◆ EXERCISE
When you retype the data, keep every word exactly and include none of the pictures.

------

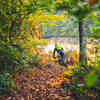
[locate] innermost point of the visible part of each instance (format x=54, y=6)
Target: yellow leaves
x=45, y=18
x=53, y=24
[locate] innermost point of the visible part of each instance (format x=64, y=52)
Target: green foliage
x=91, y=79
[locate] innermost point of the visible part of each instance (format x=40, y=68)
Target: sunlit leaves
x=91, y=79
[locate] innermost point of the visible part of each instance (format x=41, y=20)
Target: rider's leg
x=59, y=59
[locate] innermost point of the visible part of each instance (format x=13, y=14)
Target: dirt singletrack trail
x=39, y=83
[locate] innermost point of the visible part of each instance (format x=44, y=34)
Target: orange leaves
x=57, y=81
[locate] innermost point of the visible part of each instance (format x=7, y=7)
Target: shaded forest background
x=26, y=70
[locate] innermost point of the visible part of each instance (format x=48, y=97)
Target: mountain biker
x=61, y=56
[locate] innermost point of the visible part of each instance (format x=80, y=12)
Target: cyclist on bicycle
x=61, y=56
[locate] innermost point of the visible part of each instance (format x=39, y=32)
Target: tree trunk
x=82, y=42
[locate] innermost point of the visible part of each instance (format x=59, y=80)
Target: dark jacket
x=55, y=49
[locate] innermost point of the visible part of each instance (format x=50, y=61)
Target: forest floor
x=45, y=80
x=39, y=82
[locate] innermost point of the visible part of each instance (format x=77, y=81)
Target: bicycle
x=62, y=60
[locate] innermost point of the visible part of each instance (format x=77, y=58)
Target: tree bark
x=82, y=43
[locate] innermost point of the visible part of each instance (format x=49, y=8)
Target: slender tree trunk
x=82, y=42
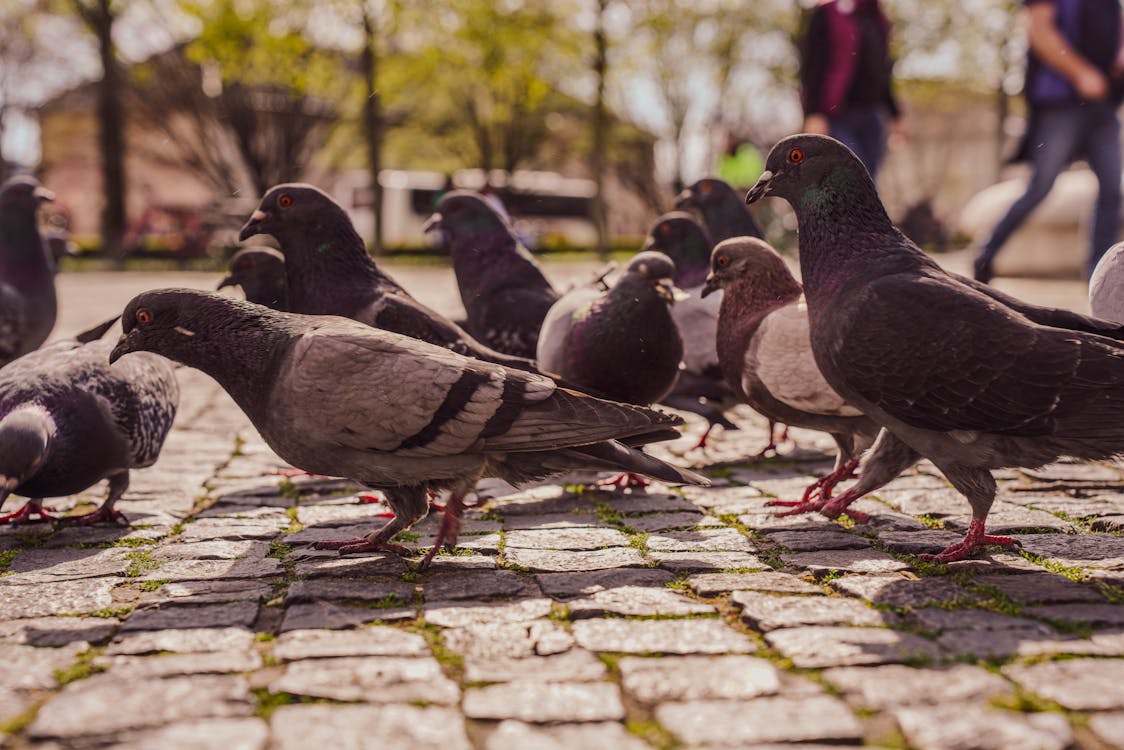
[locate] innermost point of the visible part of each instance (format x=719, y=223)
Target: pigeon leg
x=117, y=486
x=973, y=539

------

◆ SOLVED PROBLEM
[locate] innermost point of the visible part of each instance (format x=54, y=6)
Target: yellow leaves
x=45, y=18
x=53, y=24
[locate] innermost point of the visible part of each instance (format x=64, y=52)
Target: green foliage
x=91, y=79
[locate] innermost point of the visible part of each instance (format x=40, y=68)
Target: sunlit leaves
x=91, y=79
[locate] innermost point of the visible part of each instance (format x=41, y=20)
Target: rider's leg
x=59, y=59
[locate] innermost point of the visible part of each instance (format x=13, y=14)
Target: dirt singletrack trail
x=39, y=83
[locate] innermost point of the visible part of each instance (format x=44, y=34)
Target: orange leaves
x=57, y=81
[locate] innermost point of the visible part of each instance (format x=7, y=7)
Target: shaded forest background
x=26, y=70
[locate] innermost point of the visible part of each instance (format x=48, y=97)
Target: mountain biker
x=61, y=56
[locate] innermost point of the visible part of each instance (format x=80, y=12)
Target: cyclist on bicycle
x=61, y=56
[locate] innermost point of the visible part of each instance (format x=39, y=32)
Target: tree trunk
x=82, y=42
[locate] innermost point of the visible part of each instance (format x=59, y=80)
Target: dark jacket
x=55, y=49
[locate] innermost point of the visible part of each instance (format x=50, y=61)
Target: forest floor
x=45, y=80
x=39, y=82
[locate] innermost point of the visible part of each instance (format x=77, y=81)
Target: bicycle
x=62, y=60
[locate] innermost point of the visible part of each instance (format x=77, y=58)
Target: tree bark
x=82, y=43
[locate] innermost point of the visible part of each instance (format x=49, y=8)
Target: slender tree trunk
x=82, y=42
[locate] innermost point of the visible part of each instance (format x=719, y=223)
Target: pigeon leg
x=117, y=486
x=973, y=539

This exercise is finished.